REQUIRED WORK: Count the lines in the records below that contain the string "foliage", and give only that number.
--------------------
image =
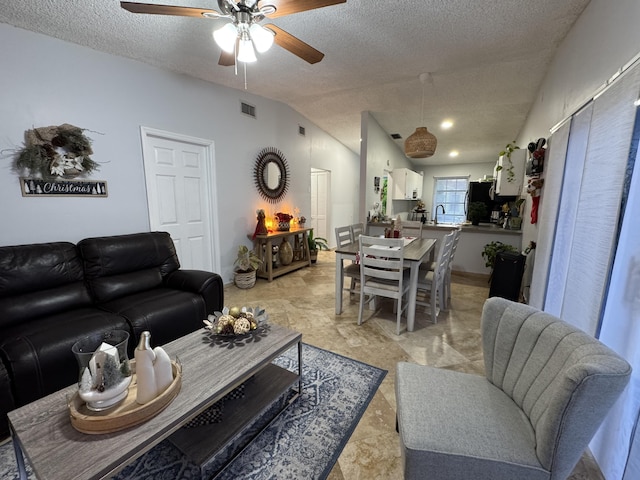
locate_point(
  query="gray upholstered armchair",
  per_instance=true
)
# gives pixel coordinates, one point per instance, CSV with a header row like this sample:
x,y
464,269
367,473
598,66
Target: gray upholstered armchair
x,y
547,388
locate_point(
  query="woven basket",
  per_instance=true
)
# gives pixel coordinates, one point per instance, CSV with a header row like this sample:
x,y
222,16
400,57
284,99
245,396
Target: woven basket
x,y
245,280
420,144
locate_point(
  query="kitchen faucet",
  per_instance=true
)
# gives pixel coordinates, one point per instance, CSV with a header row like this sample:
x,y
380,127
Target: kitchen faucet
x,y
435,220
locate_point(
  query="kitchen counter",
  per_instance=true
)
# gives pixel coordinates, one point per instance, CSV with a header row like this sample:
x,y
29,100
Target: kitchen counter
x,y
472,241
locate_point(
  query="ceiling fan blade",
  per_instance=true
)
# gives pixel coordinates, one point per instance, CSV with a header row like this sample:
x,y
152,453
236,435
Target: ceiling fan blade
x,y
226,59
287,7
295,45
166,9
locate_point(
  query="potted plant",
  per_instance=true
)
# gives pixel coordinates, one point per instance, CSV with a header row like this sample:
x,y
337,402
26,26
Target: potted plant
x,y
491,251
477,210
247,262
508,150
315,244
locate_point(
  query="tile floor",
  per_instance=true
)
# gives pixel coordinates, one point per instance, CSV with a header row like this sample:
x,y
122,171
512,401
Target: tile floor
x,y
304,301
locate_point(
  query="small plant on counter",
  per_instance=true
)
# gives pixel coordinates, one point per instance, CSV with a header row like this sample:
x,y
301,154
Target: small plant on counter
x,y
508,150
491,251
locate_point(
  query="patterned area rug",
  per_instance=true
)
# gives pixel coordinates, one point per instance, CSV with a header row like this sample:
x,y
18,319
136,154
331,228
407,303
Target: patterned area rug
x,y
305,441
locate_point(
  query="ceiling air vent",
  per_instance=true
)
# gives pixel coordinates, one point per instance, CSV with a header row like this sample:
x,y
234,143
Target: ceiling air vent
x,y
248,109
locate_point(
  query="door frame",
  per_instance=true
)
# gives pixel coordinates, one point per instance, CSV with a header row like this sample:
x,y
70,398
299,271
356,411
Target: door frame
x,y
209,168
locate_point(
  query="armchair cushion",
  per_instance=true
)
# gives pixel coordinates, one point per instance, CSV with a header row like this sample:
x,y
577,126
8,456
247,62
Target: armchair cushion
x,y
547,388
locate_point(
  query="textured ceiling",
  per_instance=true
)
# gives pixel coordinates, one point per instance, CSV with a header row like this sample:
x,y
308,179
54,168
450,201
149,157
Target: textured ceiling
x,y
486,60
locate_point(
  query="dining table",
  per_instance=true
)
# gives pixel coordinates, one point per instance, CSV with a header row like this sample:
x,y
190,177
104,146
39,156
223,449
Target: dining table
x,y
416,252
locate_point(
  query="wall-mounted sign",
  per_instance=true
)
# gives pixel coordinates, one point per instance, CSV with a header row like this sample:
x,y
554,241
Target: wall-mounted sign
x,y
36,187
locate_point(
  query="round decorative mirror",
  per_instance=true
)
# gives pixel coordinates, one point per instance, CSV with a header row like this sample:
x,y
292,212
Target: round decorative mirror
x,y
271,174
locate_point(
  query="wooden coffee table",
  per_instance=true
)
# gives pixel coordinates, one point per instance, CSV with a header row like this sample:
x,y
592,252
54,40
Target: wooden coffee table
x,y
42,430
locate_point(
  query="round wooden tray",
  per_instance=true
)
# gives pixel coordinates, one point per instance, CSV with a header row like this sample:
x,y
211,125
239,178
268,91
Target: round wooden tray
x,y
126,414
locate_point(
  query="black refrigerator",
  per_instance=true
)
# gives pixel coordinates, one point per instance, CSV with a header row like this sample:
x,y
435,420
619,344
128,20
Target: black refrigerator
x,y
479,192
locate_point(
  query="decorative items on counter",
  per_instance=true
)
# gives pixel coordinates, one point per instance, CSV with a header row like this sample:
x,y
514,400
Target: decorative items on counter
x,y
284,221
153,370
261,227
105,374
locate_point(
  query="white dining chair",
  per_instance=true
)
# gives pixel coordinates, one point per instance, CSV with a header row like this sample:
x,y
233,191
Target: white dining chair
x,y
382,273
447,280
431,283
351,270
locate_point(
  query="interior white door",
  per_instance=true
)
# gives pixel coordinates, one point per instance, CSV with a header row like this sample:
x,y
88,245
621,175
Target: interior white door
x,y
320,183
179,174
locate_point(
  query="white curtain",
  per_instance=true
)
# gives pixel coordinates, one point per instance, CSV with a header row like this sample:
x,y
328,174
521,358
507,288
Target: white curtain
x,y
616,446
590,272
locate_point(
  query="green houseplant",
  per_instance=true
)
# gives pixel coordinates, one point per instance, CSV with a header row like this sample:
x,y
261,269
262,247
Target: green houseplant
x,y
477,210
247,263
315,244
491,251
508,150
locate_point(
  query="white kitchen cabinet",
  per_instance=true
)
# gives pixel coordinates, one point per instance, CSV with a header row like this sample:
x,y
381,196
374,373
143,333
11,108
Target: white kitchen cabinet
x,y
509,179
407,184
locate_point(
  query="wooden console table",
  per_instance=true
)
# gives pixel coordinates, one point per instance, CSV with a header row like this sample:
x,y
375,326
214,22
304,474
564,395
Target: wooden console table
x,y
263,247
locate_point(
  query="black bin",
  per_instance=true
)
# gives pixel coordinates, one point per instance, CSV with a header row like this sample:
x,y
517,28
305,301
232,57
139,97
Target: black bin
x,y
507,275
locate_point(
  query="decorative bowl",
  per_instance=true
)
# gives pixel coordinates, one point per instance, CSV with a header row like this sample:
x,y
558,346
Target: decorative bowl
x,y
236,321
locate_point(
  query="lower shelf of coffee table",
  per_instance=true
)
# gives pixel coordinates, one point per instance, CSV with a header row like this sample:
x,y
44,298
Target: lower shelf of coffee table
x,y
218,443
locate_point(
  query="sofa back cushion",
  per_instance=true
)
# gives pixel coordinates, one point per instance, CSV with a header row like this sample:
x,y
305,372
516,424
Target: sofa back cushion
x,y
126,264
38,280
564,380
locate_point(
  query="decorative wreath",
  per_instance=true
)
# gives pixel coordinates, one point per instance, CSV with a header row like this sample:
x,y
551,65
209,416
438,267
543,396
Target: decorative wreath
x,y
56,152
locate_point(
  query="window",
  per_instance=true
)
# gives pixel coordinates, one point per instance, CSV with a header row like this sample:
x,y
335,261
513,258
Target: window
x,y
450,192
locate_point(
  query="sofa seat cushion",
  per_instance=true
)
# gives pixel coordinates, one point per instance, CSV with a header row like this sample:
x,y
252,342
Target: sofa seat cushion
x,y
166,313
38,356
482,431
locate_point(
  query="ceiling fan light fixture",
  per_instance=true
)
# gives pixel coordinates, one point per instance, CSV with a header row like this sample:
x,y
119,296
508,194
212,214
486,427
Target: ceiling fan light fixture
x,y
262,37
226,37
246,53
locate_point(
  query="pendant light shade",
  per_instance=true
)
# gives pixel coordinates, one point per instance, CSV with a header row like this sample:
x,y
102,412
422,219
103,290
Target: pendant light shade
x,y
420,144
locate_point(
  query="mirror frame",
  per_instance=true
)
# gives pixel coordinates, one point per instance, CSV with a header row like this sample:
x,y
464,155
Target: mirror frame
x,y
266,157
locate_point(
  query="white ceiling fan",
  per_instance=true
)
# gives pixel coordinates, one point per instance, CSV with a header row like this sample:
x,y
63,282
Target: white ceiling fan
x,y
240,38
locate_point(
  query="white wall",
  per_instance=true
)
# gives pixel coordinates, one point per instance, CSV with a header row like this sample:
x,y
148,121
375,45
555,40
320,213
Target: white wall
x,y
379,154
46,81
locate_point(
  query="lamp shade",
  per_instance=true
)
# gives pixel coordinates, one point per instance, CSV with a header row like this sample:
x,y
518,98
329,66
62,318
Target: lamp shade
x,y
262,37
226,36
420,144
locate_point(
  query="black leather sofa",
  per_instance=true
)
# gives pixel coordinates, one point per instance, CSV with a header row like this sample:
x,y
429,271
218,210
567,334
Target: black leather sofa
x,y
52,294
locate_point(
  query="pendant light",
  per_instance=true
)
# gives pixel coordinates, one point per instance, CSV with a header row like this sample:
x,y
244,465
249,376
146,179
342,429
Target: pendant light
x,y
421,143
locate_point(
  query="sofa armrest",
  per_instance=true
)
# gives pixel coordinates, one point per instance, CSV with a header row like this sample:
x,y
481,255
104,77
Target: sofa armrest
x,y
6,402
207,284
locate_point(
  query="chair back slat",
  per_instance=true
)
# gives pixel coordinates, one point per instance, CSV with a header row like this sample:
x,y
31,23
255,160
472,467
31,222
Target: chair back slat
x,y
357,229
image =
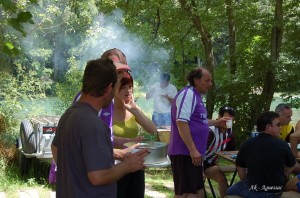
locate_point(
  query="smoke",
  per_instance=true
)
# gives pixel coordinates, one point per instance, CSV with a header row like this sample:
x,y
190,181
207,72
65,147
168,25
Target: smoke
x,y
106,32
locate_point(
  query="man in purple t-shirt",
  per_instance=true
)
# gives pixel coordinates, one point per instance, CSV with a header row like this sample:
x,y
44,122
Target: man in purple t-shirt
x,y
189,126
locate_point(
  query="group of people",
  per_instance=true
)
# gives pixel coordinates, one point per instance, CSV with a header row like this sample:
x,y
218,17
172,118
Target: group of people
x,y
263,163
93,162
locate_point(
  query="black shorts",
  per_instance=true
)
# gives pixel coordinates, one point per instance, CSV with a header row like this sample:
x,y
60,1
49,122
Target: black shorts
x,y
187,177
207,165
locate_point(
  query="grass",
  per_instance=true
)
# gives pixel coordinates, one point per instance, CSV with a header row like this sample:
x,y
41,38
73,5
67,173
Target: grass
x,y
11,181
159,179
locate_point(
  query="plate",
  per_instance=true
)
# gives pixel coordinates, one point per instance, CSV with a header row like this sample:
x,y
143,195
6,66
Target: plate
x,y
160,165
298,146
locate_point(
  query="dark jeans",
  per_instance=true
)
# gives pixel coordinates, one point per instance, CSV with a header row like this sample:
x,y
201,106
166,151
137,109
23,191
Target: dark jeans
x,y
242,189
132,185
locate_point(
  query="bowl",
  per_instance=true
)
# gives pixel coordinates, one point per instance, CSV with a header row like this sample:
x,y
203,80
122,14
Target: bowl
x,y
164,135
158,151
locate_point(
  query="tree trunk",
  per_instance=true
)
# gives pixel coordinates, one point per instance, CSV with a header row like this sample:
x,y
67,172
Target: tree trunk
x,y
276,41
232,44
208,49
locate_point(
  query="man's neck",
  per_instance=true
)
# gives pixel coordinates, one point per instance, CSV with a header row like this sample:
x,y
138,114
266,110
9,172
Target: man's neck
x,y
91,100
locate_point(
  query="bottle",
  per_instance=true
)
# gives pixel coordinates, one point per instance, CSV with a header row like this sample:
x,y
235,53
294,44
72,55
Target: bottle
x,y
254,132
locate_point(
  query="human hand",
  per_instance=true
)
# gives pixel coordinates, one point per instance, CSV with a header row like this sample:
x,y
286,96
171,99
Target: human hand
x,y
135,161
222,121
164,96
196,157
130,104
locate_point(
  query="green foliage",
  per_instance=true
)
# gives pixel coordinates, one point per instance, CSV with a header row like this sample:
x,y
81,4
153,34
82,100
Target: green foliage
x,y
68,88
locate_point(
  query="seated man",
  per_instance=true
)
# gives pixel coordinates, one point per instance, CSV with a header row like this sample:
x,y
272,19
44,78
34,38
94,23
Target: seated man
x,y
285,116
261,161
294,184
219,139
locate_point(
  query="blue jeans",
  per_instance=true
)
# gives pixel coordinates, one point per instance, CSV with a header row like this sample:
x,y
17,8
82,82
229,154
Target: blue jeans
x,y
161,119
241,189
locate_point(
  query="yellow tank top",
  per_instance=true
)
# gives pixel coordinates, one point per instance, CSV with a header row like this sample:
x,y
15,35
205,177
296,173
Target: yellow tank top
x,y
127,129
285,130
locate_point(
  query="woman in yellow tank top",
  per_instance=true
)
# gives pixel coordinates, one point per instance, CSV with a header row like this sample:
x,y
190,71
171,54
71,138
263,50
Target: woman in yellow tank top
x,y
127,115
126,118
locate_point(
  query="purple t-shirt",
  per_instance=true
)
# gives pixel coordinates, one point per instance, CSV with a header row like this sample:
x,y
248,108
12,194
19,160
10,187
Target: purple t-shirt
x,y
105,114
188,107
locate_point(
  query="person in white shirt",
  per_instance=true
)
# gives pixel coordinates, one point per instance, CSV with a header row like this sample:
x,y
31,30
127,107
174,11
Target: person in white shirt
x,y
163,94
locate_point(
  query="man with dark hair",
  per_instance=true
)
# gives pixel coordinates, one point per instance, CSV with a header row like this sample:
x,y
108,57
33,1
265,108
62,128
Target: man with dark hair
x,y
82,147
163,94
261,161
189,126
219,139
285,116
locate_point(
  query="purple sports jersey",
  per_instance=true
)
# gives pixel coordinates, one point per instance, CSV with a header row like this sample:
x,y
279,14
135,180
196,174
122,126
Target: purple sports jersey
x,y
188,106
105,114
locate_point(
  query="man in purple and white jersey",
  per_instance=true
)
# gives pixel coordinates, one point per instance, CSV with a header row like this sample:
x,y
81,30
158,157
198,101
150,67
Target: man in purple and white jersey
x,y
189,126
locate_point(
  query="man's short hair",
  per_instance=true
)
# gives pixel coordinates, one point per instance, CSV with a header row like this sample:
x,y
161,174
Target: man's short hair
x,y
281,107
226,109
98,74
264,119
117,53
164,77
195,73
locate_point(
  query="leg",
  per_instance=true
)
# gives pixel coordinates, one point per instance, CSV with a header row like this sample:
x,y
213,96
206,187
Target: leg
x,y
188,179
216,174
137,186
294,184
157,119
240,189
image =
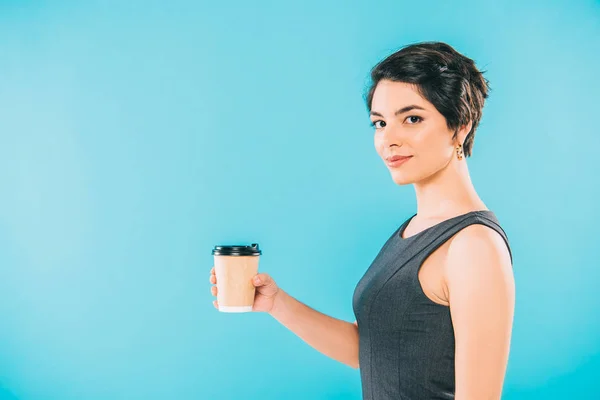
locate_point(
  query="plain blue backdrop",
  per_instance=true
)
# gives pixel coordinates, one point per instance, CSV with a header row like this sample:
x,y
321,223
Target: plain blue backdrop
x,y
134,136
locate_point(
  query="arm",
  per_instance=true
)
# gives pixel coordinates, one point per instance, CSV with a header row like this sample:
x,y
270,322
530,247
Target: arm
x,y
333,337
481,291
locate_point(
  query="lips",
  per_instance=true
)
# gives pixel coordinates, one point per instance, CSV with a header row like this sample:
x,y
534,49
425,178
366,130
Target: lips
x,y
396,161
396,158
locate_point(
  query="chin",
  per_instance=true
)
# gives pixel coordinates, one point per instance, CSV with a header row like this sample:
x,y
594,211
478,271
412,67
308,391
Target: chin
x,y
402,179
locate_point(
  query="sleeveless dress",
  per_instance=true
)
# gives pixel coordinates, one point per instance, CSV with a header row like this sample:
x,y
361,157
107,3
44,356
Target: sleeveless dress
x,y
406,340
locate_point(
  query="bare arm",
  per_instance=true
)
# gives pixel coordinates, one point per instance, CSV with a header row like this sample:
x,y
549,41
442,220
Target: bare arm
x,y
333,337
481,295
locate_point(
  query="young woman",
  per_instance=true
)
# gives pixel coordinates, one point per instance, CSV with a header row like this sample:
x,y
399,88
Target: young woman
x,y
434,311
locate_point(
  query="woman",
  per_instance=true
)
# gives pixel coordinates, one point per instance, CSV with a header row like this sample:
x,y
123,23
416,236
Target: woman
x,y
434,311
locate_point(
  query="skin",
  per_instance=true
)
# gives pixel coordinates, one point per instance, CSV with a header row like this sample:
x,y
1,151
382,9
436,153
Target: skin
x,y
471,273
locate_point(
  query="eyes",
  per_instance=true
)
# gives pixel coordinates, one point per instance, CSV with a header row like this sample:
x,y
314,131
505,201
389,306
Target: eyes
x,y
413,119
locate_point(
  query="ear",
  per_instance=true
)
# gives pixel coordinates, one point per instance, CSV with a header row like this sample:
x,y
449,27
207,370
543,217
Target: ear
x,y
462,132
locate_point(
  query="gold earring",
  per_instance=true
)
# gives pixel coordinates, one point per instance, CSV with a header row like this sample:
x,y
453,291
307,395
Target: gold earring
x,y
459,152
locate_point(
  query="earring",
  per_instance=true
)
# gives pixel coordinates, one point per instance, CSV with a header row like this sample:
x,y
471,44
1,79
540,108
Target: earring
x,y
459,152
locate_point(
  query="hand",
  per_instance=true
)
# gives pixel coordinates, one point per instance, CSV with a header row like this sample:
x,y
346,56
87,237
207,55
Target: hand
x,y
264,297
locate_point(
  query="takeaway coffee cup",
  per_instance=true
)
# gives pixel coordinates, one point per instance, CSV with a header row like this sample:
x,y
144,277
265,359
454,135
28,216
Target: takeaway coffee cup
x,y
235,266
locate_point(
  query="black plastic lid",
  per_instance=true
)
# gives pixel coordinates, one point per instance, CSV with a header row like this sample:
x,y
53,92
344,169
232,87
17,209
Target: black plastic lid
x,y
251,250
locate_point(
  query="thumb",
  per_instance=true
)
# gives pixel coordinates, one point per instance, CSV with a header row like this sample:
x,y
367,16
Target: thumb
x,y
261,280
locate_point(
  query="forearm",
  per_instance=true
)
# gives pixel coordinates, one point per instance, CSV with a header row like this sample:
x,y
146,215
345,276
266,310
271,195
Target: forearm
x,y
333,337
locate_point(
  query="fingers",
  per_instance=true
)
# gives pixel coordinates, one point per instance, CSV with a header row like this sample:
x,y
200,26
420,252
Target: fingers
x,y
213,276
261,280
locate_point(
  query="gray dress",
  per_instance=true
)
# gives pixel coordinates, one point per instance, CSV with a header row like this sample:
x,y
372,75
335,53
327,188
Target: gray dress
x,y
406,341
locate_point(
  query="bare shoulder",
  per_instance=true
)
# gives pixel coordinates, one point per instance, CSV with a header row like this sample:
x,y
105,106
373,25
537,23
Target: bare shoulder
x,y
477,247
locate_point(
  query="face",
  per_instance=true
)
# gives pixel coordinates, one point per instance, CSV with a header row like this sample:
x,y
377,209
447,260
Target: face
x,y
408,125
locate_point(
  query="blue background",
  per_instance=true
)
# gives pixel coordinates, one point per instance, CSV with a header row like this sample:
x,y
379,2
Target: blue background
x,y
134,136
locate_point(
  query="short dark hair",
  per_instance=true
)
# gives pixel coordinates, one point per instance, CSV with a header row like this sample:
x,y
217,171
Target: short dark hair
x,y
444,77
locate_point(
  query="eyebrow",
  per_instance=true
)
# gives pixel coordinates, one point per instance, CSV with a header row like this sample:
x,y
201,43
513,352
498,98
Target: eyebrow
x,y
400,111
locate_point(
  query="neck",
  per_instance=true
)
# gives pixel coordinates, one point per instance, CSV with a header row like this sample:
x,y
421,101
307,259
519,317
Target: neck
x,y
447,193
--------------------
WRITTEN SOLUTION: 2